TEXT SECTION
───

That, at a first glance, would also seem to apply to Kara Bogaz, the book with which Konstantin Paustovsky made his breakthrough as a Soviet writer in 1932.
I started reading it soon after I moved to Moscow as a correspondent, as part of my attempt to get to know the former Soviet Union. That I reached for Paustovsky first was not unusual: he was considered the master chronicler of the Russian Revolution, the civil war that followed and the early years of socialism. Every correspondent in Moscow dreamed of being able to send home dispatches from the front line of history the way he had.
Kara Bogaz, in Paustovskys own words, is about the annihilation of the desert. To this end, he notes, a group of enthusiastic Five-Year-Planners has been working on an industrial salt-extraction plant on the east coast of the Caspian Sea. A complex of this sort will deal the desert a fatal blow. Around it, with the reclamation of water and oil and the mining of anthracite, there will arise oases from which a systematic campaign against the plains of sand can be launched.

───

ENTRIES SHOWN
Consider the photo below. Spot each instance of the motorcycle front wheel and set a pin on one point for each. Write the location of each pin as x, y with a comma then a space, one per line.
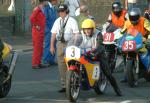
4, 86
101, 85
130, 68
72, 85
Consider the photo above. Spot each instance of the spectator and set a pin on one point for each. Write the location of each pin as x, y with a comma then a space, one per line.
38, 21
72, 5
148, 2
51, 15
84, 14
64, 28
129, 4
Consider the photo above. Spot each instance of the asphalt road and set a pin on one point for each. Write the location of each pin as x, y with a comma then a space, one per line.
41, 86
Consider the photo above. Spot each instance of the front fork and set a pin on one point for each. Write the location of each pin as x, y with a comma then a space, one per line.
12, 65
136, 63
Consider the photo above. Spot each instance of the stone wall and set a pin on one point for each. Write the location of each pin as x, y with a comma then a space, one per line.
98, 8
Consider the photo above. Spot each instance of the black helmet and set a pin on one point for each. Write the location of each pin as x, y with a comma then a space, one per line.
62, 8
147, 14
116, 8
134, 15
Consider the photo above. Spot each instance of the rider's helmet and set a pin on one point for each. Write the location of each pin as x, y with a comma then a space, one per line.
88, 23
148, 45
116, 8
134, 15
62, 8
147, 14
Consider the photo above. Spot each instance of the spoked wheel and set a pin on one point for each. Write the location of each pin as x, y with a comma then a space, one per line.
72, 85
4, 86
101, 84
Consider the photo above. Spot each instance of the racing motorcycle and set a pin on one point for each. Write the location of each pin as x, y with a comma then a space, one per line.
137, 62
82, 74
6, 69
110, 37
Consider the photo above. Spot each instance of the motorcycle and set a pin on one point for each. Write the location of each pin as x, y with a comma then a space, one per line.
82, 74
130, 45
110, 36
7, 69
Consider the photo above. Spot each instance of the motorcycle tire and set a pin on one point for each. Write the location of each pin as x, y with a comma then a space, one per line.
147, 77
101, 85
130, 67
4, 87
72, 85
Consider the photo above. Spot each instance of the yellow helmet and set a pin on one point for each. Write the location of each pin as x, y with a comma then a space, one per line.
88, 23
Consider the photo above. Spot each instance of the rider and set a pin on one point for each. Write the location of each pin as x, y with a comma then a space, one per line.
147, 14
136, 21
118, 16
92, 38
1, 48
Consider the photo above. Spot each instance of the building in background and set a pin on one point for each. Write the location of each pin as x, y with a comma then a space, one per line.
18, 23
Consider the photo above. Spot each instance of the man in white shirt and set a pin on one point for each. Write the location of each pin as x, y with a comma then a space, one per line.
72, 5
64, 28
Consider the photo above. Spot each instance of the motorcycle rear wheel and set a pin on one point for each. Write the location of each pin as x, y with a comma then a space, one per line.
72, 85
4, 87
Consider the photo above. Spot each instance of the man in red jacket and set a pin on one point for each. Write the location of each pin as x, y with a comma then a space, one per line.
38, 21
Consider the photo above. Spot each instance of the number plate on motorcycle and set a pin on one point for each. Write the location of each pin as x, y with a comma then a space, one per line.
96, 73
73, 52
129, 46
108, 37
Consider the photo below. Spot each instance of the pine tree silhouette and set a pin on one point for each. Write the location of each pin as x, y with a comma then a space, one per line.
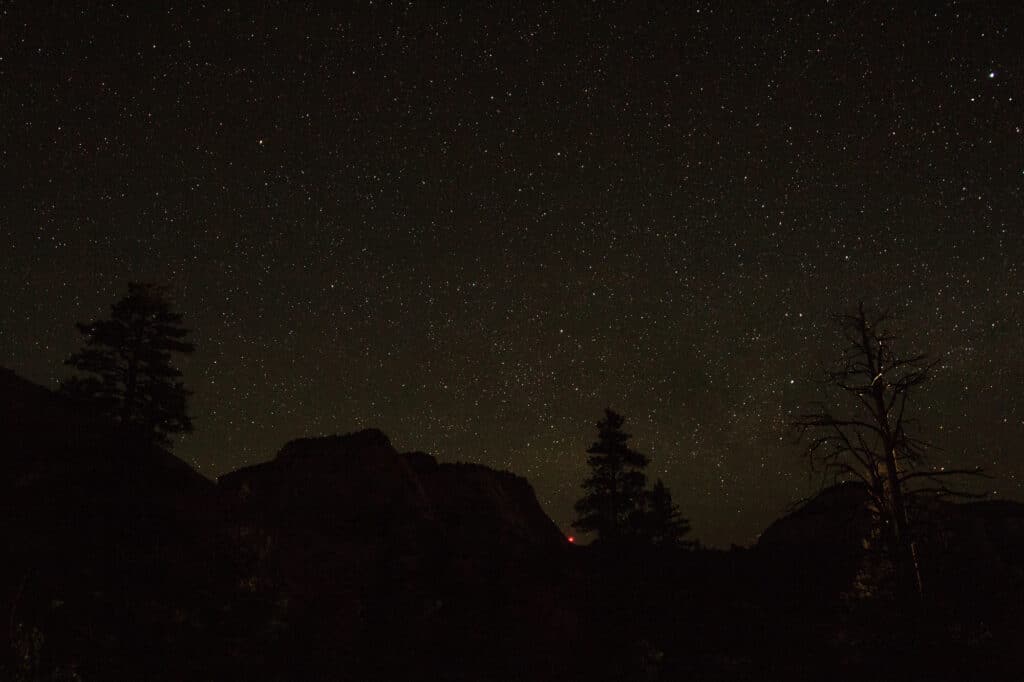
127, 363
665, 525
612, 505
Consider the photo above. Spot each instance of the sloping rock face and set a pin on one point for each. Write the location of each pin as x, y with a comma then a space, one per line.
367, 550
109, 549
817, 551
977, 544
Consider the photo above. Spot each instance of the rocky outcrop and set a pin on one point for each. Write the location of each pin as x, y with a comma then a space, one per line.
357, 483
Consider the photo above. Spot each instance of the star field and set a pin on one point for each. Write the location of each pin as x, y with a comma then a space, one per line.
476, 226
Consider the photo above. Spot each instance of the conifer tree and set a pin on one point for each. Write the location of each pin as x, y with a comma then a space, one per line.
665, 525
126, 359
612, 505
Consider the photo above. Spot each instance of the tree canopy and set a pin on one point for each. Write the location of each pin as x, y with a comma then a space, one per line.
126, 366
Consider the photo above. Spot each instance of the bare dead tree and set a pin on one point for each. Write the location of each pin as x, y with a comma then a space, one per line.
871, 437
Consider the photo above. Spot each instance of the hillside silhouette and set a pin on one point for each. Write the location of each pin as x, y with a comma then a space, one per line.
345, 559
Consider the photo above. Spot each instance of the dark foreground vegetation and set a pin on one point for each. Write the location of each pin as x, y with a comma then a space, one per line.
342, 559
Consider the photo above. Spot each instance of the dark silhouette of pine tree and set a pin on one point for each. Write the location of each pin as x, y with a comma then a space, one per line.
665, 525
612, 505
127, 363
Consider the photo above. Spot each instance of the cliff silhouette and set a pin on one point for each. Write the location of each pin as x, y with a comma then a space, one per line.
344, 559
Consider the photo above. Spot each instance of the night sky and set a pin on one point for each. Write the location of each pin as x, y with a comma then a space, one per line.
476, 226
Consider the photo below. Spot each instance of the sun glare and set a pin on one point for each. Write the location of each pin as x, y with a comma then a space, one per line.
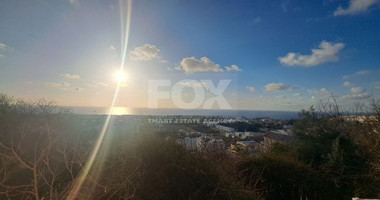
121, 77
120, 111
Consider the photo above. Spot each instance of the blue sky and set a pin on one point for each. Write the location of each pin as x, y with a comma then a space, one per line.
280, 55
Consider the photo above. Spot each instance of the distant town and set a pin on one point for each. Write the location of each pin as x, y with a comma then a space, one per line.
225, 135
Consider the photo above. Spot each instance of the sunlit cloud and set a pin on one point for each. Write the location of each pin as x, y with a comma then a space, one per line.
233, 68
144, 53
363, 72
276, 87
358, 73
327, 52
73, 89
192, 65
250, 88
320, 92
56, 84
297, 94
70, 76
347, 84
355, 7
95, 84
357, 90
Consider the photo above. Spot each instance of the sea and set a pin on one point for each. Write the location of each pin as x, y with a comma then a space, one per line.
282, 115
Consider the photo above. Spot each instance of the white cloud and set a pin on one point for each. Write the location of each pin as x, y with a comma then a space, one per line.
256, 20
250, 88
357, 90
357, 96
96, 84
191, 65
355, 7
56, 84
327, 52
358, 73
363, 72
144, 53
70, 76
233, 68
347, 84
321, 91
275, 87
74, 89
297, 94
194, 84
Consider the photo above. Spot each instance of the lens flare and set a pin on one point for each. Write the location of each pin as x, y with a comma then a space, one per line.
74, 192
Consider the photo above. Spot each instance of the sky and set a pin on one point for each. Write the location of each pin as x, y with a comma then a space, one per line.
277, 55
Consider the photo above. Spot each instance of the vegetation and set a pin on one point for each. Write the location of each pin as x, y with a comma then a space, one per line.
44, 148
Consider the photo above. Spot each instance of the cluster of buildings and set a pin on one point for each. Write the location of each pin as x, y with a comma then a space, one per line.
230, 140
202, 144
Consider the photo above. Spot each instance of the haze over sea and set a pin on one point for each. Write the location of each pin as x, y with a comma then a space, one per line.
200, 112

───

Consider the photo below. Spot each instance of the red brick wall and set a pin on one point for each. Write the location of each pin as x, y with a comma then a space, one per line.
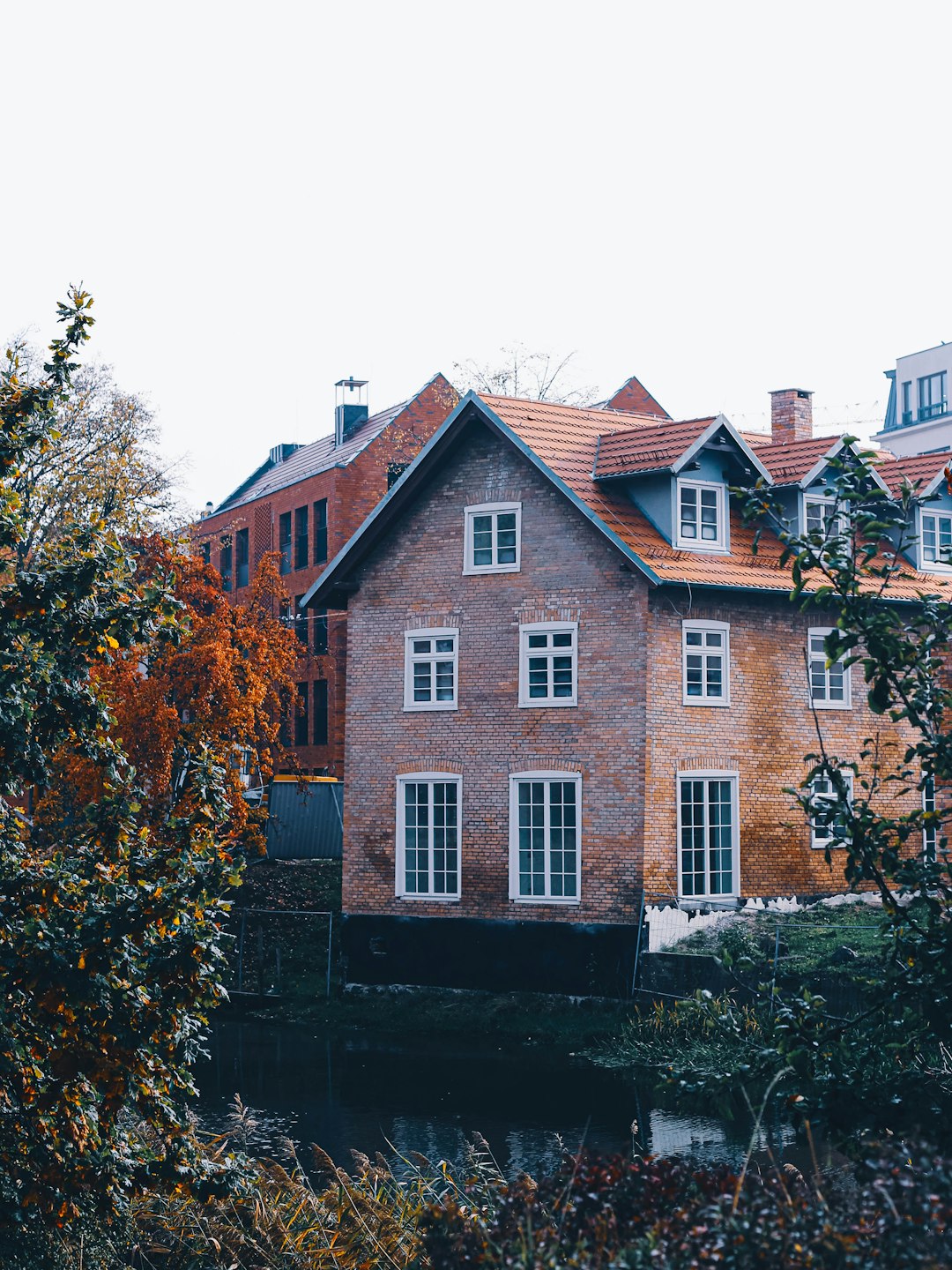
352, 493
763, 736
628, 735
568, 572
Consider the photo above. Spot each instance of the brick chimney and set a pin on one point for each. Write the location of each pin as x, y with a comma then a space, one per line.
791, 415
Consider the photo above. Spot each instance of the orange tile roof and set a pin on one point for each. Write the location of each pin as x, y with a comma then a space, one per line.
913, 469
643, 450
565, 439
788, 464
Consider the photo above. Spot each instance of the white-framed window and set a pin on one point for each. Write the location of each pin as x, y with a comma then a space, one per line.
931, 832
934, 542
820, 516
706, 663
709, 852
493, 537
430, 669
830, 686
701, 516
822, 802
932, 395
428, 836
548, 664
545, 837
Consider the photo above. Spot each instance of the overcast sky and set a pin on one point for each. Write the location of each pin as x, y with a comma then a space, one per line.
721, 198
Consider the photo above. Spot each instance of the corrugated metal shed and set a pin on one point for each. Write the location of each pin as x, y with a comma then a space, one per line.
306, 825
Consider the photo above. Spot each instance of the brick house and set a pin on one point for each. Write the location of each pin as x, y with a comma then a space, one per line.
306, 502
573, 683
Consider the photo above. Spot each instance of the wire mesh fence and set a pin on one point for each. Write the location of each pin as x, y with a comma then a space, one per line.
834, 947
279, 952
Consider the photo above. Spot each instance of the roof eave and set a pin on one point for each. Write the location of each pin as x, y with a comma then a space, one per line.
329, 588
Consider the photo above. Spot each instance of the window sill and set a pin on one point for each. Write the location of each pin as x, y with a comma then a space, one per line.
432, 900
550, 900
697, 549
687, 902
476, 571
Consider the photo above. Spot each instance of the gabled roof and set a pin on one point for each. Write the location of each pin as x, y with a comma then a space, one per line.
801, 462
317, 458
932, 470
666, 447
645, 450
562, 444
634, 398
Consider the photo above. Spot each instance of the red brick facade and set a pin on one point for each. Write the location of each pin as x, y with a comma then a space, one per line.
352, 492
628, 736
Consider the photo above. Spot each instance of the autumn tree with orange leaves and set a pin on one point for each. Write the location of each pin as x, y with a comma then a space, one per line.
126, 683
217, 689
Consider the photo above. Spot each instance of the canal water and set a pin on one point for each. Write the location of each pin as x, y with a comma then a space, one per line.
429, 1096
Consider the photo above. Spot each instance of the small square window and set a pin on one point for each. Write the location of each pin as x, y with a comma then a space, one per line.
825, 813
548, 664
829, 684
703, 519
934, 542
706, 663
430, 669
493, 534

───

TASK INSTRUCTIONS
For each statement, say yes or no depending on whether it agrees with the Kara Bogaz text above, and quote the words of the text that decide it. (a) Kara Bogaz was the book that brought Paustovsky his breakthrough as a Soviet writer in 1932. (b) The salt-extraction plant stands on the west coast of the Caspian Sea. (c) Paustovsky was regarded as the master chronicler of the Russian Revolution.

EXERCISE SOLUTION
(a) Yes: "the book with which Konstantin Paustovsky made his breakthrough as a Soviet writer in 1932"
(b) No: "on the east coast of the Caspian Sea"
(c) Yes: "he was considered the master chronicler of the Russian Revolution"